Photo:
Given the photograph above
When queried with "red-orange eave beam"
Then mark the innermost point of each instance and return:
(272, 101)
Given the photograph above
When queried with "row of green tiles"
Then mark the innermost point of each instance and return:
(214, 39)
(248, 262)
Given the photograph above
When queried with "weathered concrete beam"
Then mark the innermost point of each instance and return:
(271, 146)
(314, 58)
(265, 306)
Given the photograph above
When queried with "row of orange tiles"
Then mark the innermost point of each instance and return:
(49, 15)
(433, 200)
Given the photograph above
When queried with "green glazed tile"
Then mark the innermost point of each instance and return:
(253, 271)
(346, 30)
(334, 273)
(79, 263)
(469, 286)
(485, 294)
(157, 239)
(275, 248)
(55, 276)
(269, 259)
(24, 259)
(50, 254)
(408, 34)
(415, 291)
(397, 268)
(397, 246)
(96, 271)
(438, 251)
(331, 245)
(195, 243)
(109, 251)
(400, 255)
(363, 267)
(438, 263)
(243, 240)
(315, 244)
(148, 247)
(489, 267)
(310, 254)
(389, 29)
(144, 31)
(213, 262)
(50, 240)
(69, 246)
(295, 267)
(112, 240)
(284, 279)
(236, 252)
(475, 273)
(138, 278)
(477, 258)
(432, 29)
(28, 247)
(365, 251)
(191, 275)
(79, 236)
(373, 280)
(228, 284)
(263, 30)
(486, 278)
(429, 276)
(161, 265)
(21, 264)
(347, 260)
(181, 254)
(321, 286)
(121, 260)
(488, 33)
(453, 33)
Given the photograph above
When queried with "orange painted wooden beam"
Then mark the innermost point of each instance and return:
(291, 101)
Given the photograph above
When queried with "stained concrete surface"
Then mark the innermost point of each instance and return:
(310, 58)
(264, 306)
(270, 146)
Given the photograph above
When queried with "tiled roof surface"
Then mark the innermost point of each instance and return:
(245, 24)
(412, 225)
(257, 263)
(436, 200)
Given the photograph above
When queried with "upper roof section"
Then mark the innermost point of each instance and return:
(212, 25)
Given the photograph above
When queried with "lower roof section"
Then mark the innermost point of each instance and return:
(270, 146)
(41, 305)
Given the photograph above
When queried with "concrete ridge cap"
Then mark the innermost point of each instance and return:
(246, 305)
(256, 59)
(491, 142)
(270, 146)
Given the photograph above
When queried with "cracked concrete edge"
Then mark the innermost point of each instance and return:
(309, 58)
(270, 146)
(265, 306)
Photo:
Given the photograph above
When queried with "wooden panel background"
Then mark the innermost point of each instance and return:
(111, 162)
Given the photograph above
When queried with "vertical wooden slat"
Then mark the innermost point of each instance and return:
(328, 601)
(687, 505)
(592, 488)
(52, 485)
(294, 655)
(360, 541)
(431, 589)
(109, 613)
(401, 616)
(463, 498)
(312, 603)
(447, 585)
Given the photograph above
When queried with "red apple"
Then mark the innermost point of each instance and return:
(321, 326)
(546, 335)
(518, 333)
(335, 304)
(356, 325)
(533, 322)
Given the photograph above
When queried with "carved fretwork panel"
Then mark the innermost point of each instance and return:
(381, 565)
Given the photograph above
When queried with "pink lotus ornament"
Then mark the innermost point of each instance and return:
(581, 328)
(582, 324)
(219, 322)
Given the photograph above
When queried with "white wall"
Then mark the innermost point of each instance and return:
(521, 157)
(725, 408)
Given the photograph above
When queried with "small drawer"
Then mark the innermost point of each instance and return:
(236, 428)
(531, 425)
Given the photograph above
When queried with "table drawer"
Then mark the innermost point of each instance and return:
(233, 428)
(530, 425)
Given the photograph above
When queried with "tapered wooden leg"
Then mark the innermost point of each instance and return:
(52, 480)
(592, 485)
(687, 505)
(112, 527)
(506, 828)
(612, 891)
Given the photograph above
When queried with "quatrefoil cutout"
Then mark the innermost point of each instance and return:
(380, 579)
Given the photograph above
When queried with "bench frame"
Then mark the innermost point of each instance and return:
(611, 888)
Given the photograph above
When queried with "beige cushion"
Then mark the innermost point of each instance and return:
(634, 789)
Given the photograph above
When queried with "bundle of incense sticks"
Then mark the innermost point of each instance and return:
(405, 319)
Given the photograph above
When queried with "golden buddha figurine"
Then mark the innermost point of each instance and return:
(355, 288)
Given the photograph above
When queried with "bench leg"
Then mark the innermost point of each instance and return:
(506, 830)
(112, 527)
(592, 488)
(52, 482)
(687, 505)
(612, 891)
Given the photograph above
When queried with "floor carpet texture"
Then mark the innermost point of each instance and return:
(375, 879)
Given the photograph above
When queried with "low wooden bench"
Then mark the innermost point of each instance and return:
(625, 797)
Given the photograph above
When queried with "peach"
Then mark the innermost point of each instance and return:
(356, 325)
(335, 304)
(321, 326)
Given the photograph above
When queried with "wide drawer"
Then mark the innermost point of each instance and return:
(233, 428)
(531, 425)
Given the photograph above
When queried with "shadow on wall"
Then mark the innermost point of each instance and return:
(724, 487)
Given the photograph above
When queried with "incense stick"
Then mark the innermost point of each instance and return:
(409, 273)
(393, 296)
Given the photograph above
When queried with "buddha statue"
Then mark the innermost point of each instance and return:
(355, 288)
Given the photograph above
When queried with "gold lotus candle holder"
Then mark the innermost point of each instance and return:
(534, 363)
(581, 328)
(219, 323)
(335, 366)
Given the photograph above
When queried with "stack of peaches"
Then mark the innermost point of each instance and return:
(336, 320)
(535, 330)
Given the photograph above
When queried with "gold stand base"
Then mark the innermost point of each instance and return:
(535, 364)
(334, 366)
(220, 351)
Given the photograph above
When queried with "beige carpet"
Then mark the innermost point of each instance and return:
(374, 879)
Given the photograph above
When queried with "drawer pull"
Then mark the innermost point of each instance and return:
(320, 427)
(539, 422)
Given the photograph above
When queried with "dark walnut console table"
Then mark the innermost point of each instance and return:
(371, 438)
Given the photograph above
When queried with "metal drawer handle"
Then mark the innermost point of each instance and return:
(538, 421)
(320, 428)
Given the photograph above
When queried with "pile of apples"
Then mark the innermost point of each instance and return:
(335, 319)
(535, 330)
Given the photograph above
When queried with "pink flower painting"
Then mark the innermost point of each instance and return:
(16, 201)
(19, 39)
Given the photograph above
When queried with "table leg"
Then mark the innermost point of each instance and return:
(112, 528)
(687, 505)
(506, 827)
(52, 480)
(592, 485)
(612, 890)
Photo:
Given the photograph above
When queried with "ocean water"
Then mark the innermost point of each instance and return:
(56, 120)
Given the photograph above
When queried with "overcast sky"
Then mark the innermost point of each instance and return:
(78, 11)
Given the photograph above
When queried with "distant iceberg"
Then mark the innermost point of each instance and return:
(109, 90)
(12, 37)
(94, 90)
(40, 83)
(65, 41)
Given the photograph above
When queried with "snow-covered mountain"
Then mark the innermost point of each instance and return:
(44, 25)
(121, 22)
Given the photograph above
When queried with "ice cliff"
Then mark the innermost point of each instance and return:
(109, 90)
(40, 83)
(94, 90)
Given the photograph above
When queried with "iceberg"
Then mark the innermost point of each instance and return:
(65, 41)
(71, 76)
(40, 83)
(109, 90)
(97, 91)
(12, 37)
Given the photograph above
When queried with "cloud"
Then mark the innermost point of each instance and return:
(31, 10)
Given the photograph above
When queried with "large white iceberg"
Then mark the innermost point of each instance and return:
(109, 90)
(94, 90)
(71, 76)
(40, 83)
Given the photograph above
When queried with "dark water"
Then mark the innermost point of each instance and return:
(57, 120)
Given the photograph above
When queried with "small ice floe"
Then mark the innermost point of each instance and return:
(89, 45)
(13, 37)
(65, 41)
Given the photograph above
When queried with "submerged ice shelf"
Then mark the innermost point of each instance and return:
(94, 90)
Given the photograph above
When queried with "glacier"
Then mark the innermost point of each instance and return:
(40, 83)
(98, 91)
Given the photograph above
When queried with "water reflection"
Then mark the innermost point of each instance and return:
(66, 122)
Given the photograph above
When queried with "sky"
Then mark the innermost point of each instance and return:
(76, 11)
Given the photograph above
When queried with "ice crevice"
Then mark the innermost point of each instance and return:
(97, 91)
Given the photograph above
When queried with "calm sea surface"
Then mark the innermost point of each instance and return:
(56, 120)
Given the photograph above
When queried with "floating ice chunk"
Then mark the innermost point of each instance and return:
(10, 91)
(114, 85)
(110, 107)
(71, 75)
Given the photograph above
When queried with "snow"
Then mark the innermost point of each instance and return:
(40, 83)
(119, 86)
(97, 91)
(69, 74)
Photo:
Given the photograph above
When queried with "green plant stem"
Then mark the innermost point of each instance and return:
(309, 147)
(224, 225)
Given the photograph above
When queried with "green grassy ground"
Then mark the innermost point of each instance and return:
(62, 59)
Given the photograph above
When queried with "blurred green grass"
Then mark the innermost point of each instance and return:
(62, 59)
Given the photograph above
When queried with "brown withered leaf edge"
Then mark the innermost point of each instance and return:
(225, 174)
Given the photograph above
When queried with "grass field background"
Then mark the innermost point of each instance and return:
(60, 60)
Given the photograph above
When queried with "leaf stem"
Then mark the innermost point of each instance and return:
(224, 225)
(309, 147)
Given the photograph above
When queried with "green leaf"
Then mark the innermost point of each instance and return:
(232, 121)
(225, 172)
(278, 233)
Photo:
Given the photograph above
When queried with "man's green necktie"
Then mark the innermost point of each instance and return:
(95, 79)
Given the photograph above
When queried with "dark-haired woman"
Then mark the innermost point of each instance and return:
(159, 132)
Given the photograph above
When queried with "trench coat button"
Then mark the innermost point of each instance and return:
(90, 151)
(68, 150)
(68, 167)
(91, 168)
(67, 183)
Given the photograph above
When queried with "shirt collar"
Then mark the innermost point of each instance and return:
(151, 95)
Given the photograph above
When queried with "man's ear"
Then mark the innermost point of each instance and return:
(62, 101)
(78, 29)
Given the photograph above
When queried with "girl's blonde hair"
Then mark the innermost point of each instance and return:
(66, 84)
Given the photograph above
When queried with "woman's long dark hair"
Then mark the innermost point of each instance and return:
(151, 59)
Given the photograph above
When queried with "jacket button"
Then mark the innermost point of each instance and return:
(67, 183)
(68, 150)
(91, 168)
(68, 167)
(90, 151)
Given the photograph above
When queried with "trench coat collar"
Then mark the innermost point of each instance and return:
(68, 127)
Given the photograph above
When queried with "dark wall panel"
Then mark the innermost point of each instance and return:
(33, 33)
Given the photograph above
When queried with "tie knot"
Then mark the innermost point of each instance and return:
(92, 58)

- Problem description: List each line in the rows above that contains the word "tiles".

- Response to the task:
When queried with "row of green tiles"
When queried with "row of orange tiles"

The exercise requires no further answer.